PODANY TEKST
:::::
Niektórzy doświadczają jej symptomów już pod koniec września, ale z reguły jesienna depresja daje o sobie znać na przełomie października i listopada. Potrafi skutecznie pozbawić radości życia i chęci do działania. Brak energii, zmęczenie, smutek i poczucie pustki to uciążliwe objawy, które zaburzają codzienne funkcjonowanie w sensie fizycznym i emocjonalnym. Czy Ty też masz takie doświadczenie i na samo wspomnienie dostajesz gęsiej skórki? A może chcesz temu skutecznie zapobiegać? Koniecznie przeczytaj artykuł i poznaj 5 sposobów na sezonową chandrę! Dowiesz się jak jej przeciwdziałać oraz jak zmniejszyć dolegliwości.
Co to jest jesienna depresja?
:::::
DANE ŹRÓDŁOWE
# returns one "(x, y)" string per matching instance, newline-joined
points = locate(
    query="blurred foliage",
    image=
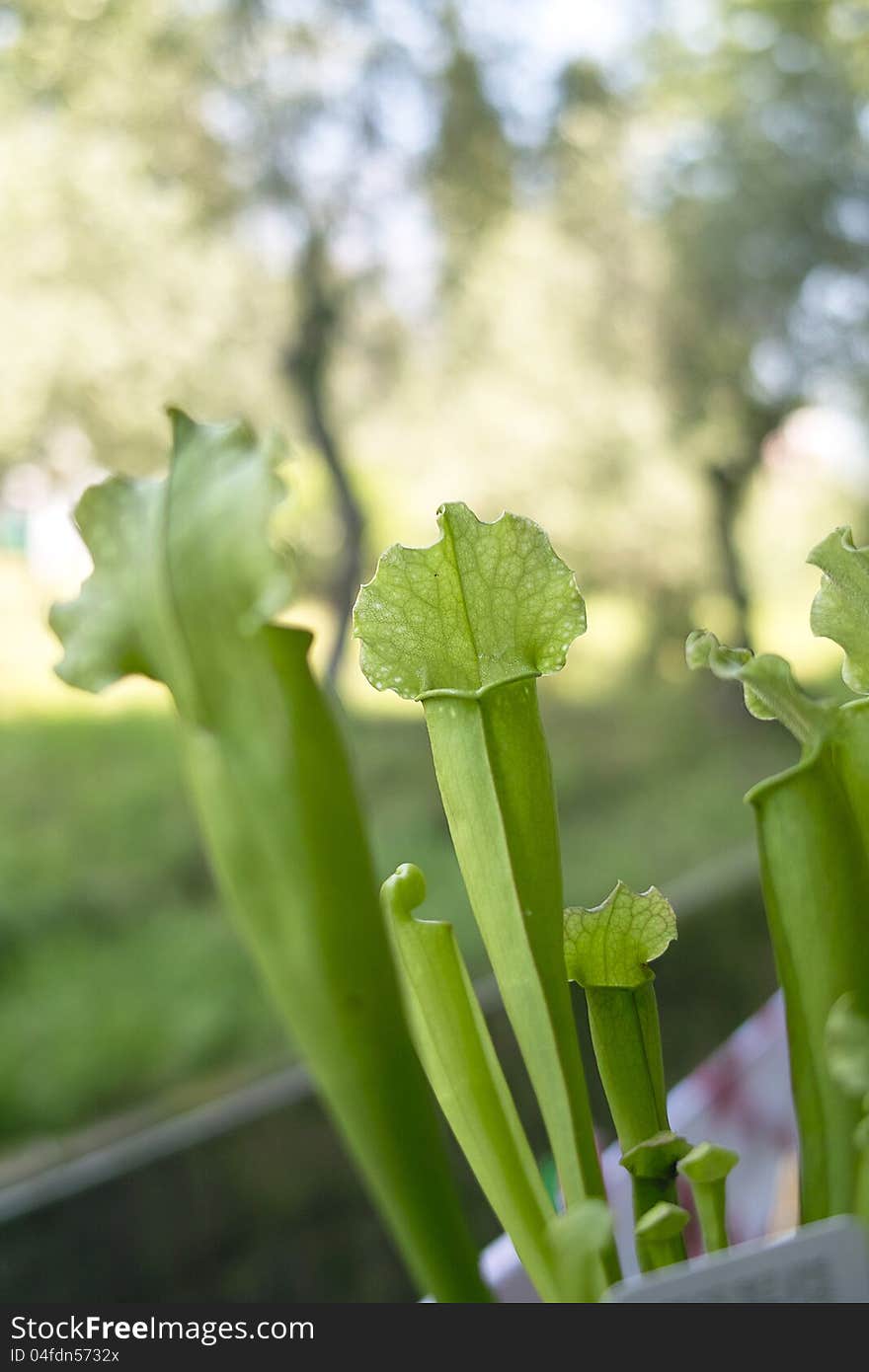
:::::
ZADANIE DO WYKONANIA
Przytocz ponownie w całości tekst o jesiennej depresji, nie wprowadzając żadnych zmian.

WYNIK ĆWICZENIA
Niektórzy doświadczają jej symptomów już pod koniec września, ale z reguły jesienna depresja daje o sobie znać na przełomie października i listopada. Potrafi skutecznie pozbawić radości życia i chęci do działania. Brak energii, zmęczenie, smutek i poczucie pustki to uciążliwe objawy, które zaburzają codzienne funkcjonowanie w sensie fizycznym i emocjonalnym. Czy Ty też masz takie doświadczenie i na samo wspomnienie dostajesz gęsiej skórki? A może chcesz temu skutecznie zapobiegać? Koniecznie przeczytaj artykuł i poznaj 5 sposobów na sezonową chandrę! Dowiesz się jak jej przeciwdziałać oraz jak zmniejszyć dolegliwości.
Co to jest jesienna depresja?